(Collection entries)

>>>

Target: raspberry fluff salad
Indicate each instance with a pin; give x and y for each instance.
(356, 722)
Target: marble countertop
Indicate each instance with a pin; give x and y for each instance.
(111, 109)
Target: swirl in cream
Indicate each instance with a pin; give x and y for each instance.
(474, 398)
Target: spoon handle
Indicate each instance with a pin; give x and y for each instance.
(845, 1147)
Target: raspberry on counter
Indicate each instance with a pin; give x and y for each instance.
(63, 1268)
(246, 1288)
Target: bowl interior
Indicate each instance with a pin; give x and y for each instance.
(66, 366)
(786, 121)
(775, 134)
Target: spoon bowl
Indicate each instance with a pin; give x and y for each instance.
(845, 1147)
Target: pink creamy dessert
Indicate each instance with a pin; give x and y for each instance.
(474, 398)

<<<

Identify the lines above that contain the word "raspberry", then copy them.

Target: raspberry fluff salad
Target: raspberry on counter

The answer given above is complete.